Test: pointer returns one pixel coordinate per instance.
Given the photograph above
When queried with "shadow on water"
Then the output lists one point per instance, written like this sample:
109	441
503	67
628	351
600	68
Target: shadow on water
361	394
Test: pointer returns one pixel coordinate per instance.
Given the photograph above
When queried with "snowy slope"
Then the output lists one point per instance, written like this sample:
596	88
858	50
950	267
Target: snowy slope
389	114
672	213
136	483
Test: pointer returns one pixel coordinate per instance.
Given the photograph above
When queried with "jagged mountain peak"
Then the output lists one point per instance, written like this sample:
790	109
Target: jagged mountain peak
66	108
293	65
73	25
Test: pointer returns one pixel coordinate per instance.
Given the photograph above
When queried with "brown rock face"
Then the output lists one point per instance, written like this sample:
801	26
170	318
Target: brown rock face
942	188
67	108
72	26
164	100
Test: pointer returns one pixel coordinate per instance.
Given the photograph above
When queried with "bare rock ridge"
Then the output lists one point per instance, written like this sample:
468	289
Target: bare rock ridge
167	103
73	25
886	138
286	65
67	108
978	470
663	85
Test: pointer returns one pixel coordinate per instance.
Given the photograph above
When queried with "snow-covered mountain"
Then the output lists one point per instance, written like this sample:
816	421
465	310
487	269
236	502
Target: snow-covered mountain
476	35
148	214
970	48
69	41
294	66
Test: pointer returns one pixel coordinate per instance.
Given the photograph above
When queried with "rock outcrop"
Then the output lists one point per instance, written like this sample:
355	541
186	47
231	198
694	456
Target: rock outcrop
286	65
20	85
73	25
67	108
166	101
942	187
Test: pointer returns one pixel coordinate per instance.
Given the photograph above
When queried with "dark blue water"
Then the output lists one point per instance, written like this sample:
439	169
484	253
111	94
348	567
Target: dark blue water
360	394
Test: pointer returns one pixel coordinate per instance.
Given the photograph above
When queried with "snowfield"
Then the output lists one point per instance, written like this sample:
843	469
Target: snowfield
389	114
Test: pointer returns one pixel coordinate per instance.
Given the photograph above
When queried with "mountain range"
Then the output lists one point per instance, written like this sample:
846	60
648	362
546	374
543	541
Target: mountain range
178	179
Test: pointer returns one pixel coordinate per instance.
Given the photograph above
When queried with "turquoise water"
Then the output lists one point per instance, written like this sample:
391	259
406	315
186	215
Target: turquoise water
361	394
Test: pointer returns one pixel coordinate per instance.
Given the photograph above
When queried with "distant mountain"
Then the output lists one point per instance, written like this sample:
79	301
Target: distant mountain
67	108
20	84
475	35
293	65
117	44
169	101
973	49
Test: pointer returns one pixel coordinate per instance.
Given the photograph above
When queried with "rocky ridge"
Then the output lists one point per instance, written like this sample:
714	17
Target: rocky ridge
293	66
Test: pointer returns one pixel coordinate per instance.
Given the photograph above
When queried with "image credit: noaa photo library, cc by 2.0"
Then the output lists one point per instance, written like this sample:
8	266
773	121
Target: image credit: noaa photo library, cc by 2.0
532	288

Exercise aim: All lines from the line containing "Target: rocky ridge" through the end of the listing above are to be duplicated exactly; include both ends and nothing further.

Solution:
Target: rocky ridge
293	66
Test: pointer returns one pixel coordinate per instance.
Given the photograph above
When queried with "image credit: noaa photo library, cc by 2.0"
Then the output lists one point per instance, written like this sample:
8	266
773	121
Target: image credit: noaa photo library, cc by 2.0
532	288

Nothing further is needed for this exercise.